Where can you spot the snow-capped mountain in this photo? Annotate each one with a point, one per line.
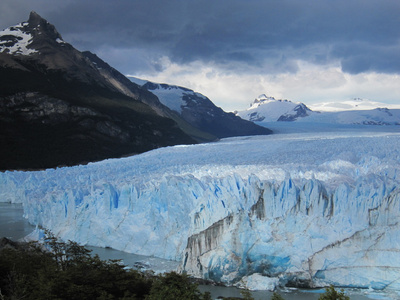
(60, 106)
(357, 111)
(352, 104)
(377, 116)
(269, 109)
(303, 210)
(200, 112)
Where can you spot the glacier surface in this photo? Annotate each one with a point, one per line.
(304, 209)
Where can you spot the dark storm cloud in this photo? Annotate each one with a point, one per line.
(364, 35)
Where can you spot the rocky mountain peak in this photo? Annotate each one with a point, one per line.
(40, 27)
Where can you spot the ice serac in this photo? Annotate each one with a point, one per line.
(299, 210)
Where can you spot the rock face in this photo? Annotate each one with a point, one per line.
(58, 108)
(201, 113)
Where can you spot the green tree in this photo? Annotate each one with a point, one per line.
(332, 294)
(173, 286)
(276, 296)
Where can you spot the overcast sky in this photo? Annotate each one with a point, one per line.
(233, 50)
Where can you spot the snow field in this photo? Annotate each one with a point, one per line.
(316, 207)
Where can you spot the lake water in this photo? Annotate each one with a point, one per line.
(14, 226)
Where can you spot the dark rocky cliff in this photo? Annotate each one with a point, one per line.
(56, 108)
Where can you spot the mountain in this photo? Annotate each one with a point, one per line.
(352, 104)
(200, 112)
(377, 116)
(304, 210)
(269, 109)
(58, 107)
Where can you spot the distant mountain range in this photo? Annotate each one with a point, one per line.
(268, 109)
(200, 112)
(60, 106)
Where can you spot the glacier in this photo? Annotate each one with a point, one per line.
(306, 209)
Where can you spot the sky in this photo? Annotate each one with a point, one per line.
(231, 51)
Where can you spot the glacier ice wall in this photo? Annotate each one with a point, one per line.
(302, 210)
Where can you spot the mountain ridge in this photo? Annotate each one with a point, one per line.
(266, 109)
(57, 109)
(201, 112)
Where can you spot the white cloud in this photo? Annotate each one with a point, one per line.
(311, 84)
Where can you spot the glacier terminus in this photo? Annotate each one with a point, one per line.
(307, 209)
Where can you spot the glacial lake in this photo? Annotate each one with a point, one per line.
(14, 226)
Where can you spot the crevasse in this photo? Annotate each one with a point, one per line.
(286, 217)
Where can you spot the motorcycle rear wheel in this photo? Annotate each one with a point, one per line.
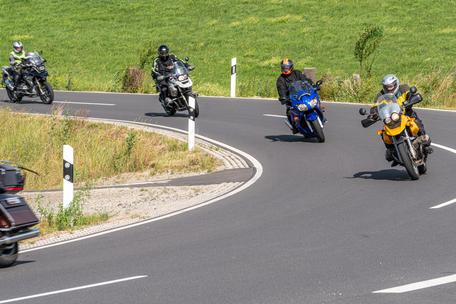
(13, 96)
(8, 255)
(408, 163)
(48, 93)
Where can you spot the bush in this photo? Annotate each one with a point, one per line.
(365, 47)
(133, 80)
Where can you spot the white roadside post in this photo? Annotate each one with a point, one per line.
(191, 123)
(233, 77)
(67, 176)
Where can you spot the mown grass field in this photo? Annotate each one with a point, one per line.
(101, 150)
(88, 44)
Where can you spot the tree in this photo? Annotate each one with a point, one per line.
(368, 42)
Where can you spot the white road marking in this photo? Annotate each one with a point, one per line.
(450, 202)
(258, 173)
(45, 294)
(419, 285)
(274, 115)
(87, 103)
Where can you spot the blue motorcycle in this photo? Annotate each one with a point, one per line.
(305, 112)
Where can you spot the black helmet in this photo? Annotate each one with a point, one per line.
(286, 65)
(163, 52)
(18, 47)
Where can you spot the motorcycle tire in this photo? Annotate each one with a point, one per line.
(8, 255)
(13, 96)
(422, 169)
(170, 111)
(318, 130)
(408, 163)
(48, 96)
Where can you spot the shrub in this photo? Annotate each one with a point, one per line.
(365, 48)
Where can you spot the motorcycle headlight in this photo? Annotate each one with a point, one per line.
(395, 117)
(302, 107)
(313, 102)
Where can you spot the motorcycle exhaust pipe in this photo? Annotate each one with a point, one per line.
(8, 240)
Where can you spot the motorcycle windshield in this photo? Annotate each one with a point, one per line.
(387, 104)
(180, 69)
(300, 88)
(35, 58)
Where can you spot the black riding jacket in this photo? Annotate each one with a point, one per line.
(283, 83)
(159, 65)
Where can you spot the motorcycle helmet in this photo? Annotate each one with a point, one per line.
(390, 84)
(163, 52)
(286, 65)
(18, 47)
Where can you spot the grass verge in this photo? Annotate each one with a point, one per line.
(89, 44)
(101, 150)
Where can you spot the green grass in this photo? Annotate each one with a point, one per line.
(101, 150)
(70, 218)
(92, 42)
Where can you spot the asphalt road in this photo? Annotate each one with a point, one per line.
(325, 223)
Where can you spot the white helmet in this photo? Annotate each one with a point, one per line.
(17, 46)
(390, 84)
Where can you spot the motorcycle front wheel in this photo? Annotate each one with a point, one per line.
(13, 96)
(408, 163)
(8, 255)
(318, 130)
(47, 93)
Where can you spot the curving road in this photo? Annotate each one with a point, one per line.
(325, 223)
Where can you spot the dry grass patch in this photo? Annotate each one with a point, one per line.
● ● ● ● ● ● ●
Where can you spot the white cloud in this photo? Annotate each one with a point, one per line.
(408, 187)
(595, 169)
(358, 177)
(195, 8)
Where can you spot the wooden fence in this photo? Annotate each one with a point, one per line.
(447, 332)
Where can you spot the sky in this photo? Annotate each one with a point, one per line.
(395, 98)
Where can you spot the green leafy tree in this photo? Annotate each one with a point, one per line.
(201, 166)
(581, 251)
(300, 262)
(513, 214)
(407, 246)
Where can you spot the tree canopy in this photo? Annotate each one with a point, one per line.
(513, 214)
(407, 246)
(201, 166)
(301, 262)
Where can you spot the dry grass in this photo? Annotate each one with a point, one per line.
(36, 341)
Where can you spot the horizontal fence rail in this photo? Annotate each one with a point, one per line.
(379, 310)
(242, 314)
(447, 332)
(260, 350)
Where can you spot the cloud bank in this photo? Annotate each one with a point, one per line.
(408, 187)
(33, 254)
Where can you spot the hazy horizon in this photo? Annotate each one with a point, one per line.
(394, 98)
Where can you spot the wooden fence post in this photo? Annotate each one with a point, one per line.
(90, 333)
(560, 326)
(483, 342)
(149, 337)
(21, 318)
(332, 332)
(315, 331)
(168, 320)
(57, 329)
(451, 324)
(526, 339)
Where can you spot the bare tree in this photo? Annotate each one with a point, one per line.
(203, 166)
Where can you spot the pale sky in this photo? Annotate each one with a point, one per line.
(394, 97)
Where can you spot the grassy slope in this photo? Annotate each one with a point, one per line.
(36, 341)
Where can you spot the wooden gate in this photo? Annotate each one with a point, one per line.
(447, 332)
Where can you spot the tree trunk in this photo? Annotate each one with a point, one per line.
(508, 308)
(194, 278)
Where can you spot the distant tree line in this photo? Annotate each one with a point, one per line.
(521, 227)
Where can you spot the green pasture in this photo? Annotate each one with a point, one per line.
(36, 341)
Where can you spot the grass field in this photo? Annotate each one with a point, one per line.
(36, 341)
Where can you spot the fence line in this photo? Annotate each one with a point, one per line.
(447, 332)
● ● ● ● ● ● ●
▶ **WORK TASK**: Reproduce, exactly as they stand in the data above, the lines from the one that holds "Where can you spot the green grass" to the one that holds "Where can you spot the dry grass patch", inclusive.

▶ **TASK RESPONSE**:
Where can you spot the green grass in this photo? Annotate each one with a point, one per line.
(101, 150)
(70, 218)
(92, 42)
Where can you spot the asphalt road in this photo? Annotate each one with a point, one per line.
(325, 223)
Where can you spot the white helmet in this photo? Annotate each one with a point, one per line.
(17, 46)
(390, 84)
Where can you spot the motorcycle front wheel in this photo? Annotate each one with a point, one per line.
(13, 96)
(408, 163)
(8, 255)
(318, 130)
(47, 93)
Where can you spot the curving road in this photo? Annotate each one with a point, one per line.
(325, 223)
Where can you spot the dry grass patch in this photo? Annotate each one with a point, one per line.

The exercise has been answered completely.